Food safety continues to be the number one priority of the meat sector. Controlling bacteria, such as E. coli O157, involves a huge investment. We know, for instance, that an average packer spends over $5 per head on food safety initiatives, such as steam, lactic acid sprays, and other processing aids. We greatly appreciate the Government of Canada recently approving some additional food safety aids.
We believe food safety upgrades should be eligible upgrades in terms of this new $50-million program. The needs for improvement and modernization are ongoing.
We also appreciate the Government of Canada's accelerated capital cost allowance for manufacturing machinery and equipment depreciation, which the government announced in 2008, that also allows companies to purchase equipment and write off those expenses to become more competitive.
Government policies such as these, that benefit the entire industry regardless of their regional location, are the ones that help make our industry globally competitive.
With regard to meat inspection fees at federally inspected facilities, we paid over $21.4 million in meat inspection fees at federally inspected facilities in Canada last year. And these fees are imposed on meat packers in Canada, in addition to the growing cost that we're faced with in terms of complying with new HACCP-based inspection programs, the compliance verification system, and the significant increase in mandatory pathogen testing requirements that we're faced with.

* * * * *

*What this exercise asks*
**A.** Rewrite the paragraph of the meat industry passage that begins "Food safety continues to be" as a short bulleted list that keeps its main facts.
**B.** Reproduce the meat industry passage from "We believe food" up to and including "industry globally competitive.".
The records after this point have no connection to the meat industry passage.

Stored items

* * * * *

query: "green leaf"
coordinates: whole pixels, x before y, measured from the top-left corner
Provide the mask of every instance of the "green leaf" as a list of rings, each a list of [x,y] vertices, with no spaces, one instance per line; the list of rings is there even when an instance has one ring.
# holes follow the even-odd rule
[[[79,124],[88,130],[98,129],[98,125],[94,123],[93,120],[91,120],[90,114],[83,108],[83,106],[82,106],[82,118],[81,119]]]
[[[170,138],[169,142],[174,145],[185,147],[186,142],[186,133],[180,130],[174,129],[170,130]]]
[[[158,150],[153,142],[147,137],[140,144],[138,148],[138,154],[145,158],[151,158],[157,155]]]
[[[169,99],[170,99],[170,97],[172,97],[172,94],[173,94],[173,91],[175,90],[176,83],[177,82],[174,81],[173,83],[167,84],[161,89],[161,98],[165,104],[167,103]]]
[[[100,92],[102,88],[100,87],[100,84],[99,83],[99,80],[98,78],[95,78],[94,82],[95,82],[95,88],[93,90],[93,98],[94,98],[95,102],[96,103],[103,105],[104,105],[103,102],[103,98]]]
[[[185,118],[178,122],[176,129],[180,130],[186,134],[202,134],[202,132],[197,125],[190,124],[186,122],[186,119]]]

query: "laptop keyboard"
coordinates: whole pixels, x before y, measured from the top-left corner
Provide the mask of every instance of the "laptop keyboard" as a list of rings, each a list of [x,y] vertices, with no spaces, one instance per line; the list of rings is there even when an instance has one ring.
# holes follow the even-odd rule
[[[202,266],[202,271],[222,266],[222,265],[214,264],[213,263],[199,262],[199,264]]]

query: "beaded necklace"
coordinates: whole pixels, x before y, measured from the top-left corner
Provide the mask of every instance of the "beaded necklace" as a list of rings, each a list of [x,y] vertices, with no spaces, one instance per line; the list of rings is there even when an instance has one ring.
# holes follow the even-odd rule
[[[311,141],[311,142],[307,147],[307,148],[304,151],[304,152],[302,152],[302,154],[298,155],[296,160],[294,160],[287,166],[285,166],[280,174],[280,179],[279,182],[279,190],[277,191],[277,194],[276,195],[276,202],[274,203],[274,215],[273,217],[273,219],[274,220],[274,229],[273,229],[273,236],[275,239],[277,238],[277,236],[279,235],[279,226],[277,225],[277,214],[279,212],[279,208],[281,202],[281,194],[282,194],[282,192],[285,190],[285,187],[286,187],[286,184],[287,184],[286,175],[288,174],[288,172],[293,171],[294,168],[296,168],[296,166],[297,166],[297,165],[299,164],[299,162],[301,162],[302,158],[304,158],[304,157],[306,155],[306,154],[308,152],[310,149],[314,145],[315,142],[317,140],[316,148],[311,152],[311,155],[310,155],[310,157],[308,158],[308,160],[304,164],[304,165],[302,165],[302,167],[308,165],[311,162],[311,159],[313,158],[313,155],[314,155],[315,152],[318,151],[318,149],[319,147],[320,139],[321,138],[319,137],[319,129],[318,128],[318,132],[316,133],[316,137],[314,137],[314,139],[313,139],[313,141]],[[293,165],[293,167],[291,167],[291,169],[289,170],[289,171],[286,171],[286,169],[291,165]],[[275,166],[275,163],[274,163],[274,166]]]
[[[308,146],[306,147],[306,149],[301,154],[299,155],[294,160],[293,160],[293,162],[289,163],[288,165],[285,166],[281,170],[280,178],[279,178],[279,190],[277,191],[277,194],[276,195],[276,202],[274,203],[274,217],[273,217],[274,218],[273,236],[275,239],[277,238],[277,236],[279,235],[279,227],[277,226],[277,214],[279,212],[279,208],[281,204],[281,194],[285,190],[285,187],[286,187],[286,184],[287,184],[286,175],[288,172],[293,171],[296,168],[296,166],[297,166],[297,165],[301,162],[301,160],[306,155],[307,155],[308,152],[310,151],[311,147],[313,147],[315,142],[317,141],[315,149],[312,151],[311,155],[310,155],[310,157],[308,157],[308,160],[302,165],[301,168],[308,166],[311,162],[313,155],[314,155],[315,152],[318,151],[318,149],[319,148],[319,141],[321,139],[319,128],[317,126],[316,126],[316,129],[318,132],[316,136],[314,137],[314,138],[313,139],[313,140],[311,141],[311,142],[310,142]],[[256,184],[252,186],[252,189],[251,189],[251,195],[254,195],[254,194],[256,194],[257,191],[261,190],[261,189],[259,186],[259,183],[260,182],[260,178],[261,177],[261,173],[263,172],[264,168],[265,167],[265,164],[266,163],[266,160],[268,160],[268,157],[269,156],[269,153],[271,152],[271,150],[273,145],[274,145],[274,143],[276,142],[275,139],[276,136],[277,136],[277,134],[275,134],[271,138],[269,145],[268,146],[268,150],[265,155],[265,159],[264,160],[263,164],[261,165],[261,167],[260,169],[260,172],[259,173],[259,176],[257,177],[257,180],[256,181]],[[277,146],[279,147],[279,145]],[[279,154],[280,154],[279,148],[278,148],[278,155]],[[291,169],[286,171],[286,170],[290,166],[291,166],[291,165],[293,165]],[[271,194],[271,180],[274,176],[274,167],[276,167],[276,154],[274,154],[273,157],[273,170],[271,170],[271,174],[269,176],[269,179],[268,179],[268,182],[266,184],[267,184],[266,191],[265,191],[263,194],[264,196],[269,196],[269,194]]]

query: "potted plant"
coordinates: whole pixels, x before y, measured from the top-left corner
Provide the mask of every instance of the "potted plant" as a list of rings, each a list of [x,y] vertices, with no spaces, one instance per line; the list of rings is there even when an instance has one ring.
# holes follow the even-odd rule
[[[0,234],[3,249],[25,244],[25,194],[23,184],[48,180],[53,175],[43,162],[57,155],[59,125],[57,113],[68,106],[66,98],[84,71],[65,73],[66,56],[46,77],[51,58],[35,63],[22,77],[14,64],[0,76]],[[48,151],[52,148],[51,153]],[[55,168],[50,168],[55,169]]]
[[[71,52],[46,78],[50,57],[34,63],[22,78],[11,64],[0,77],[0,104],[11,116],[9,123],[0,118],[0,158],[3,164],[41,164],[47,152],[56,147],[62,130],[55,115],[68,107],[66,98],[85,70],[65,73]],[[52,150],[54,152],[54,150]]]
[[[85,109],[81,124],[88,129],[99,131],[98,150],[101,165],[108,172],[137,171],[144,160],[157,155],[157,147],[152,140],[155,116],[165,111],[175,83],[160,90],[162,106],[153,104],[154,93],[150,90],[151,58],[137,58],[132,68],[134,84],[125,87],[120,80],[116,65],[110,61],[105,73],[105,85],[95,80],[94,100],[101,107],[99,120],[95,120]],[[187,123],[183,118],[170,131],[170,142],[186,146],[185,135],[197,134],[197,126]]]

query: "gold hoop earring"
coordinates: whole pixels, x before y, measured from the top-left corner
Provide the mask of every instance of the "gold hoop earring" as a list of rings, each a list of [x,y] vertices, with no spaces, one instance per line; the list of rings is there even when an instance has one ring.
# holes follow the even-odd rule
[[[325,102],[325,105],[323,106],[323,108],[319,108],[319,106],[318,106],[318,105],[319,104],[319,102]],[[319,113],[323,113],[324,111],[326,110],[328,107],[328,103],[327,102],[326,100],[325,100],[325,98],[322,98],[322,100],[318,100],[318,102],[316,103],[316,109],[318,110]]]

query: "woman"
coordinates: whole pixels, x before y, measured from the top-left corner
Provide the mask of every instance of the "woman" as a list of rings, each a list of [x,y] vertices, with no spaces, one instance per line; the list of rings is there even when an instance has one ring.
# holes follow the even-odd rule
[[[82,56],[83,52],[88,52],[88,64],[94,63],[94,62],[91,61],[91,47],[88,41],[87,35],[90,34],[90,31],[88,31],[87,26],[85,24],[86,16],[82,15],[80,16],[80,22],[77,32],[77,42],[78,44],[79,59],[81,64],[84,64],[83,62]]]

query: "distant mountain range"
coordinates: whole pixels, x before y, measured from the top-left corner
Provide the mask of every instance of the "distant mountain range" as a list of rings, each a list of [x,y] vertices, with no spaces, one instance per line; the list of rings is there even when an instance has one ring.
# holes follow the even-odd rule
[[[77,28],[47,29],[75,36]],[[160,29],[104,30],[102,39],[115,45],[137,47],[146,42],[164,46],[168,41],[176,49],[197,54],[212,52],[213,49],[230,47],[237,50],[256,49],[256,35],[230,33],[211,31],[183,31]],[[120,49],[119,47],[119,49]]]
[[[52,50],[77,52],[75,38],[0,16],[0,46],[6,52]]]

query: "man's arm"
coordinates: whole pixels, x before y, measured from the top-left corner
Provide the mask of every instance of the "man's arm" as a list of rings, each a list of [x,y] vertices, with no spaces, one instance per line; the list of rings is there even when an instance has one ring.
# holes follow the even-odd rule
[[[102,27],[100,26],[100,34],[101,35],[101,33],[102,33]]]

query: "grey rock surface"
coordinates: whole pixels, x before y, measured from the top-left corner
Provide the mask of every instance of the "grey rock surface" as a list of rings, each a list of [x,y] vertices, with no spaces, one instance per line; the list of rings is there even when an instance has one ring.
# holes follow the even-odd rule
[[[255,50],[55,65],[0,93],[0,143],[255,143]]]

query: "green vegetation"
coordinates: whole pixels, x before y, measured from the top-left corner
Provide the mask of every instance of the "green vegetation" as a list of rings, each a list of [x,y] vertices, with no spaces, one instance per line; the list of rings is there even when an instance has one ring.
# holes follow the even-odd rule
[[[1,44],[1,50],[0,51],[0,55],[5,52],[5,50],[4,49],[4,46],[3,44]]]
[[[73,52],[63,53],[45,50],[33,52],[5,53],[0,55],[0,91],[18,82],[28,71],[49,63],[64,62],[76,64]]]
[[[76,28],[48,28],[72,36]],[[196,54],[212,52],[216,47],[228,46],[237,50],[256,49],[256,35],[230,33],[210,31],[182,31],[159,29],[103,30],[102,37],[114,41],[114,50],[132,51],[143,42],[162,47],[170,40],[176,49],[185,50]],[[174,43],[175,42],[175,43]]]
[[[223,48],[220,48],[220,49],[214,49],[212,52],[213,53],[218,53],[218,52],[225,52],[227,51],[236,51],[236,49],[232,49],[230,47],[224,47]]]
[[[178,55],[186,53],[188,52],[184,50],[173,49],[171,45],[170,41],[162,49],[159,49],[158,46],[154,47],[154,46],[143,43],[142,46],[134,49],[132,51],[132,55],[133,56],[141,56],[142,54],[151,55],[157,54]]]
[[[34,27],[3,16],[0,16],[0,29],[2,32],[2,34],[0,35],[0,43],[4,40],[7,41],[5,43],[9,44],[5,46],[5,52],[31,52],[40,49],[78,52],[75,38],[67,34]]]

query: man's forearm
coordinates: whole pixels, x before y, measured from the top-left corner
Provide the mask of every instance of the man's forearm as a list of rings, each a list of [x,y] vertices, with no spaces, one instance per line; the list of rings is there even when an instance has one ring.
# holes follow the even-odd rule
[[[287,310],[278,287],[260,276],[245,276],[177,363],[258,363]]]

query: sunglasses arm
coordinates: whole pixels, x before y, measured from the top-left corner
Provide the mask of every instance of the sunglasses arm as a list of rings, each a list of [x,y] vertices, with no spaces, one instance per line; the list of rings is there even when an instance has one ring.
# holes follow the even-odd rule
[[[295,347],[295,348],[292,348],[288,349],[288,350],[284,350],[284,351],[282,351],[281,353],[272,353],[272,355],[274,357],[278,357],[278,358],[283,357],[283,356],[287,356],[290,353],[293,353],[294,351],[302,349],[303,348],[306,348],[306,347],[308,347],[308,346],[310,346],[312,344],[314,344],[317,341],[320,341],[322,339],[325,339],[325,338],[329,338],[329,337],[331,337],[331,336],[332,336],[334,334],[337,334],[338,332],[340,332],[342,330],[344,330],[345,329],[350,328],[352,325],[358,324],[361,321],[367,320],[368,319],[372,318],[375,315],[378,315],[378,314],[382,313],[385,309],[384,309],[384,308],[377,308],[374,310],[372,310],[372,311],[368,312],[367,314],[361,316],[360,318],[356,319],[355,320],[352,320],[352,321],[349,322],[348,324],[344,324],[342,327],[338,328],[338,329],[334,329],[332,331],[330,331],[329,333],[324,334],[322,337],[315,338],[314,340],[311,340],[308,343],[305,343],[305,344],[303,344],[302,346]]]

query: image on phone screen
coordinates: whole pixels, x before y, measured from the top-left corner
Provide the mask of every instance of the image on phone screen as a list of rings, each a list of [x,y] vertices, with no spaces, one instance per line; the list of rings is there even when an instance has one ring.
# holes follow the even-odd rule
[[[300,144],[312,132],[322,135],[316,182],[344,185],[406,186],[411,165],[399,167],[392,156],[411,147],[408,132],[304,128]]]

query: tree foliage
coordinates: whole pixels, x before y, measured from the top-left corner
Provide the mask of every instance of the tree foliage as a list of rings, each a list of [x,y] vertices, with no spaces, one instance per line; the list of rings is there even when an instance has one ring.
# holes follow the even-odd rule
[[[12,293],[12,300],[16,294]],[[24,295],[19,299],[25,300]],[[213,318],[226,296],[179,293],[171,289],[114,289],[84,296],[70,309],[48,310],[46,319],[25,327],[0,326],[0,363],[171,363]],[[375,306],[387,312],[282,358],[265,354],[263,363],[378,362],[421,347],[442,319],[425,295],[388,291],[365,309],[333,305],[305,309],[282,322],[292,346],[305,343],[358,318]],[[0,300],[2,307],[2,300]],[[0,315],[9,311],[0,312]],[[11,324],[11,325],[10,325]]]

* * * * *

*Task-by-task outputs*
**A.**
- Food safety remains the meat sector's top priority.
- Controlling bacteria such as E. coli O157 takes a huge investment.
- An average packer spends over $5 per head on food safety initiatives such as steam, lactic acid sprays, and other processing aids.
- The sector appreciates the Government of Canada's recent approval of additional food safety aids.

**B.**
We believe food safety upgrades should be eligible upgrades in terms of this new $50-million program. The needs for improvement and modernization are ongoing.
We also appreciate the Government of Canada's accelerated capital cost allowance for manufacturing machinery and equipment depreciation, which the government announced in 2008, that also allows companies to purchase equipment and write off those expenses to become more competitive.
Government policies such as these, that benefit the entire industry regardless of their regional location, are the ones that help make our industry globally competitive.